INDIANAPOLIS – It’s 9:12 p.m. EDT on a summer Saturday night, and a modest crowd is only somewhat watching the action at Lucas Oil Stadium. It’s a trivial preseason game between the Bears and Colts with no starters from either team playing and not a lot to write home about. For those still glued to the third-quarter action, Bears pass rusher James Vaughters has just blazed around Colts tight end Ross Travis and left tackle Le’Raven Clark, hitting quarterback Phillip Walker from behind. The football squirts free, and Bears linebacker Joel Iyiegbuniwe alertly scoops it up, racing 22 yards to the end zone.
It’s a who’s who of exhibition football in the NFL. The Bears have taken a 20-17 lead, and there’s a noticeable roar from the hordes of Chicago fans who have come to watch all this.
The 38-word tweet
It’s 9:28 p.m. on this same summer Saturday, and ESPN reporter Adam Schefter has just dropped the bomb that has rocked the football world. It’s a 38-word Tweet.
“Filed to ESPN: Andrew Luck has informed the Colts he is retiring from the NFL, per source. There will be a press conference Sunday to make it official, but Luck is mentally worn down, and now checking out.”

◆ **EXERCISE TASK A**: Retype the rows that follow, character for character and without any changes.

◆ **EXERCISE INPUT**:
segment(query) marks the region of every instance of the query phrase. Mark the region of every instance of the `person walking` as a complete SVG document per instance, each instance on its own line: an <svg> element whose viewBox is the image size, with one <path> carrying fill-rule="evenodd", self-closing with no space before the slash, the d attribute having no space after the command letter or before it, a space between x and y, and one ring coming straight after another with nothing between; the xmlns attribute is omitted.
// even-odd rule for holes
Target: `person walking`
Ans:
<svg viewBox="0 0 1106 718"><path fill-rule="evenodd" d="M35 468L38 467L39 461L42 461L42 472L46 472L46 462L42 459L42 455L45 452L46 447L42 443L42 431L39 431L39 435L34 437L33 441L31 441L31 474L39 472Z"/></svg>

◆ **EXERCISE TASK B**: Echo the Andrew Luck article verbatim, starting at "INDIANAPOLIS – It’s" and ending at "the end zone.".

◆ **FINAL RESULT A**:
segment(query) marks the region of every instance of the query phrase. Mark the region of every instance of the `person walking` as a complete SVG document per instance, each instance on its own line: an <svg> element whose viewBox is the image size, with one <path> carrying fill-rule="evenodd", self-closing with no space before the slash, the d attribute having no space after the command letter or before it, a space between x and y, and one ring coming straight after another with nothing between; the xmlns attribute is omitted.
// even-odd rule for holes
Target: `person walking`
Ans:
<svg viewBox="0 0 1106 718"><path fill-rule="evenodd" d="M35 468L38 467L39 461L42 461L42 472L46 472L46 462L42 459L42 455L45 452L46 447L42 443L42 431L39 431L39 435L34 437L33 441L31 441L31 474L39 472Z"/></svg>

◆ **FINAL RESULT B**:
INDIANAPOLIS – It’s 9:12 p.m. EDT on a summer Saturday night, and a modest crowd is only somewhat watching the action at Lucas Oil Stadium. It’s a trivial preseason game between the Bears and Colts with no starters from either team playing and not a lot to write home about. For those still glued to the third-quarter action, Bears pass rusher James Vaughters has just blazed around Colts tight end Ross Travis and left tackle Le’Raven Clark, hitting quarterback Phillip Walker from behind. The football squirts free, and Bears linebacker Joel Iyiegbuniwe alertly scoops it up, racing 22 yards to the end zone.